▶ Written request
Present every line of the records below as a Markdown table with the columns Row and Record, numbering each row and omitting blank lines. Leave the pictures out.

▶ Stored rows
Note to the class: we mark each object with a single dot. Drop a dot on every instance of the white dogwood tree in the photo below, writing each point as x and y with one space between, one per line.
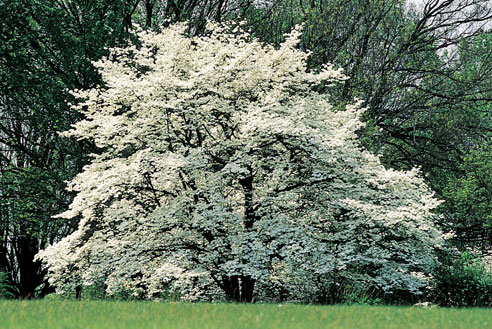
224 173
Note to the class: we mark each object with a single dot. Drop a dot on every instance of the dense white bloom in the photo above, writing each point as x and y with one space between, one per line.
223 173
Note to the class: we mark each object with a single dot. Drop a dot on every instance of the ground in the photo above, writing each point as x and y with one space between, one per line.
111 314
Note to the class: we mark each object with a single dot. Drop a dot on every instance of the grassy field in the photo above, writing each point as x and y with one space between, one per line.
108 314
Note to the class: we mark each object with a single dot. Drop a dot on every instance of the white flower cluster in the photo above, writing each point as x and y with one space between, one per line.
224 174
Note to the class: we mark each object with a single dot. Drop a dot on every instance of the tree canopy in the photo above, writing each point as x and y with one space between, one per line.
223 171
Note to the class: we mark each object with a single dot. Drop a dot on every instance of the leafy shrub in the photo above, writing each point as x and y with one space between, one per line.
463 282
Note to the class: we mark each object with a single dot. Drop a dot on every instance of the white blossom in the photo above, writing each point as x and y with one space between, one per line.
222 166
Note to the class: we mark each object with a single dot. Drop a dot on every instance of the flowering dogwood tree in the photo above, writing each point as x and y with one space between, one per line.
224 173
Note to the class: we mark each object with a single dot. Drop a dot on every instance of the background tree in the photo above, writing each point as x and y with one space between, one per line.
423 71
225 174
45 48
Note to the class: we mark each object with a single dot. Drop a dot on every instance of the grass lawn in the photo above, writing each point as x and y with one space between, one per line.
109 314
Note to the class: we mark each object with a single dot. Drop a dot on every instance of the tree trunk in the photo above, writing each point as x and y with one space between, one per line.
231 288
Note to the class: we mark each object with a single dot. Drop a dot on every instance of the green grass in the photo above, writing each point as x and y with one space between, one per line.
109 314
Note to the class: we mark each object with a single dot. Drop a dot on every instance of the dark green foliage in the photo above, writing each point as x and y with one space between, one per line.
7 290
463 282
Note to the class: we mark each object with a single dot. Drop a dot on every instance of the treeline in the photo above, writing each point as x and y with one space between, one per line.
424 71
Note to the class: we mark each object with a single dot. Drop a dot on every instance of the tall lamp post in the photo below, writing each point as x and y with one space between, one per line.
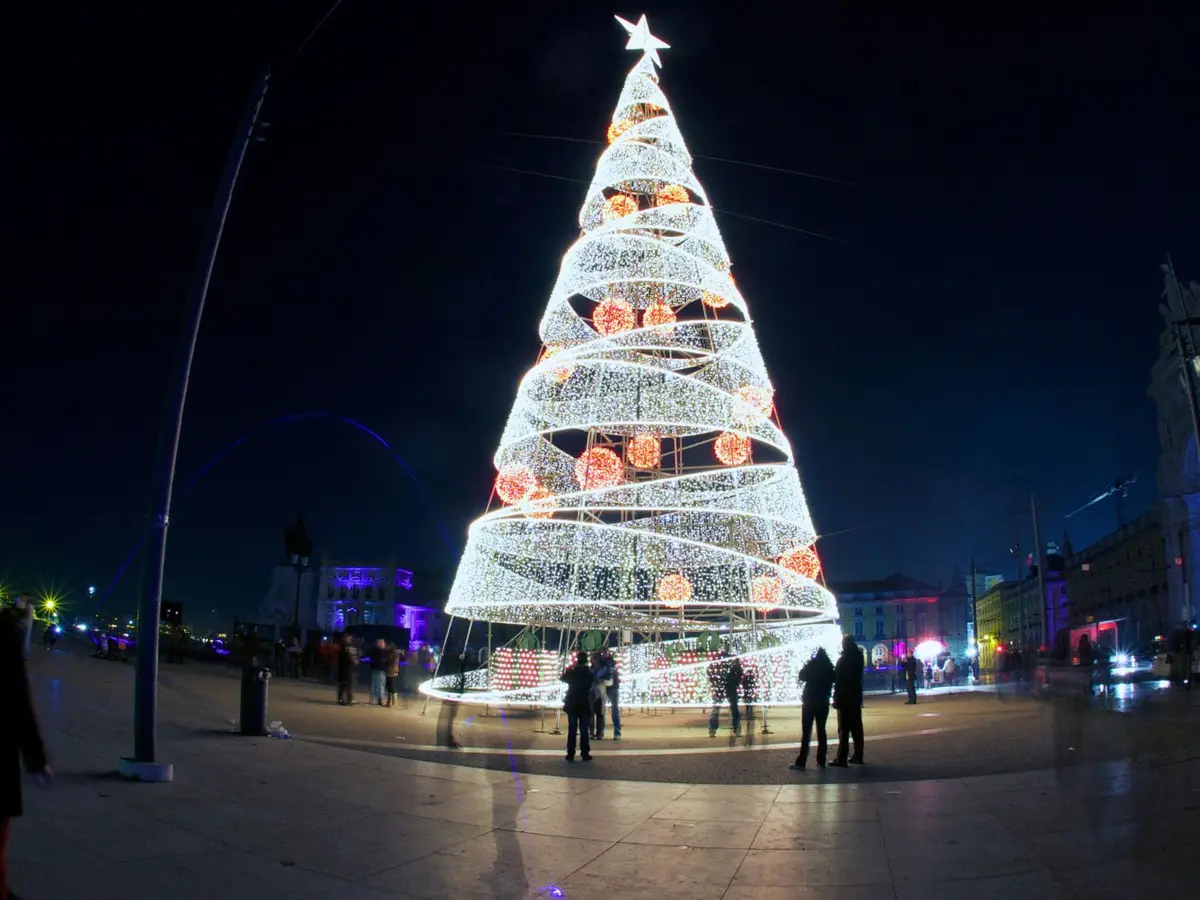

▶ Output for this task
| Row | Record |
|---|---|
| 1 | Note to the class: we mark each object with a single dot. Drop a dot on every instance of the white dogwood tree in the photo below, writing each point as x and y with one space between, one per line. |
| 2 | 224 173 |
| 3 | Note to the class: we mark each object with a single dot. Drop a dot on every instance of the dense white bloom in the photo above, writing each point as x and y with one space between, one per line. |
| 4 | 223 173 |
| 5 | Note to the class: we mark each object with a single dot. Drop a dot on every instance of the ground in the photo above, writing each point as x and y with one space between, one per line. |
| 6 | 111 314 |
| 7 | Note to the class: we mark each object with a single dot. Drop a dot on every instance of the grassy field in the photo above, writing each point as x and y with one space between, one per line. |
| 8 | 108 314 |
| 9 | Note to the class: we mark each object with a single dot. Drop a dot on every instance of the white flower cluster in the photo above, writing each point as x and y with one space between, one per line. |
| 10 | 224 174 |
| 11 | Note to the class: we mark each object with a single dot. Drop a dot on every instance of the tree canopy in the photo above, writing each point as x and y with one space between, one per line. |
| 12 | 223 171 |
| 13 | Note to the class: we mark each object with a single dot. Drop a dot on every instance of the leafy shrub in the photo above, writing each point as x and y with one space between, one per line. |
| 14 | 463 282 |
| 15 | Note to the class: we mark each object with a single dot. Drop a dot on every instance of the white blossom in the photo above, writing each point as x and y with one space between, one per line. |
| 16 | 222 166 |
| 17 | Note to the class: we mark each object with a single dot. Drop a dot on every instance of the flowering dogwood tree in the photo above, writing each point as x and y with one space between, one per line. |
| 18 | 224 173 |
| 19 | Note to the class: we mark each object with a single dot. Drop a dot on every instance of the background tree in the photo above, writing each point as x and y with one space between, one per line. |
| 20 | 423 71 |
| 21 | 225 174 |
| 22 | 45 48 |
| 23 | Note to the class: we mark each object with a single dot. Drop a dot on every instance of the grass lawn in the photo above, writing each point as x and y with one space between, one per line. |
| 24 | 109 314 |
| 25 | Note to the class: we mark each object with a single dot. Drop a dot on every instance of the tree trunk in the photo above, writing each point as x and y with one space between, one per line. |
| 26 | 231 288 |
| 27 | Note to the class: we mark each object with a single dot. Drop a dot on every instance of the green grass in the photo above, writing each point as x and y with one space between, one per line. |
| 28 | 109 314 |
| 29 | Note to the class: we mark each object with a single dot. Drop a dot on every instance of the dark green foliage in the photo above, writing each point as x and y with one space between, one per line. |
| 30 | 7 290 |
| 31 | 463 282 |
| 32 | Note to the class: we mark each object with a single dot. Drop a dot on every instance of the treeline in the photo above, writing each point as x and y with one space between, one per line. |
| 33 | 424 71 |
| 34 | Note to the class: we mark each object with a single dot. Drop a dot on every instance of the tall lamp post in the photo below, writing each point as x and y with one space between, one per line. |